== Extracted records ==
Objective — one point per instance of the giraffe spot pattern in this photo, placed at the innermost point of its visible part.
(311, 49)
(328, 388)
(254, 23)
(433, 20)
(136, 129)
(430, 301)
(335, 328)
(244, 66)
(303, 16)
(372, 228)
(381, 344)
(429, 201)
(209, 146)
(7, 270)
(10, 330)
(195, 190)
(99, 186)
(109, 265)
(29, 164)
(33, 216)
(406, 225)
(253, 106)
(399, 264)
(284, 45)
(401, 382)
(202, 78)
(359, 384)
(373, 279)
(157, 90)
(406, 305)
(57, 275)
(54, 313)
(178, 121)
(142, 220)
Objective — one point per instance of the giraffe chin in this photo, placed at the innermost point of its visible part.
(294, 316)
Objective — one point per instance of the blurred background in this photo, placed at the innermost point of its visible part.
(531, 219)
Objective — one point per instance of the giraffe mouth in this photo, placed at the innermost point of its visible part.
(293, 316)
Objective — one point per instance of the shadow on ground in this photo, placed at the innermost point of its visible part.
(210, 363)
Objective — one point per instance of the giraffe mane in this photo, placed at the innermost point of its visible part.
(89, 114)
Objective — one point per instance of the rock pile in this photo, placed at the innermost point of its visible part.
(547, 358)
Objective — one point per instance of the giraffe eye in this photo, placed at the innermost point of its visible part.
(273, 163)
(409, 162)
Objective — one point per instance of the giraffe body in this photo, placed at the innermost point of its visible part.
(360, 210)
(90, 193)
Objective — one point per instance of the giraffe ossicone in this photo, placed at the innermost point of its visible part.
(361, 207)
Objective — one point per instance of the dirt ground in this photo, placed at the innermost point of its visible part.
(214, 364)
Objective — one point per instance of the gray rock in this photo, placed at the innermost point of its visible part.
===
**What to do:** Each entry above needs to be duplicated verbatim.

**Solution to this exercise:**
Objective — one point per instance of the giraffe spot pattern in this photo, placed at the innermost point of its visible part.
(311, 49)
(328, 388)
(254, 23)
(433, 20)
(136, 129)
(430, 301)
(335, 328)
(244, 66)
(303, 16)
(372, 228)
(381, 344)
(429, 201)
(209, 146)
(7, 270)
(10, 330)
(195, 190)
(99, 186)
(109, 265)
(29, 164)
(33, 216)
(406, 225)
(253, 106)
(399, 264)
(284, 45)
(401, 382)
(202, 78)
(359, 384)
(373, 279)
(157, 90)
(406, 305)
(57, 275)
(54, 313)
(178, 121)
(142, 220)
Objective — one point per instance of the giraffe chin in this photo, placed at the innermost point of its visible part.
(294, 316)
Objective — one point per instance of the blurred background in this photo, placed at the innermost point of its visible part.
(531, 219)
Objective — one point per instance of the giraffe mouth in this photo, placed at the innermost point of its visible part.
(293, 316)
Objective — one point per instance of the shadow on ground in this photo, placed at the innermost point of its visible part.
(210, 363)
Objective — one point per instance of the giraffe mane in this photo, placed at the innermost point of its visible part.
(89, 114)
Objective — one point per instance of the rock pile in this photo, placed at the innermost point of its visible part.
(547, 358)
Objective — one point per instance of the giraffe eye in this photo, placed at the innermost point of its visible part.
(273, 163)
(409, 162)
Objective — one point per instance of the giraffe body in this photo, placed at the innermost point of its visible part.
(360, 210)
(90, 193)
Objective — one point per instance of the giraffe ossicone in this photo, placed at the innermost point of its visible part.
(361, 207)
Objective — one point per instance of the dirt ground in this photo, placed at the innermost point of its visible part.
(214, 364)
Objective — one point per instance of the gray rock in this photo, placed at the innermost point of its visible part.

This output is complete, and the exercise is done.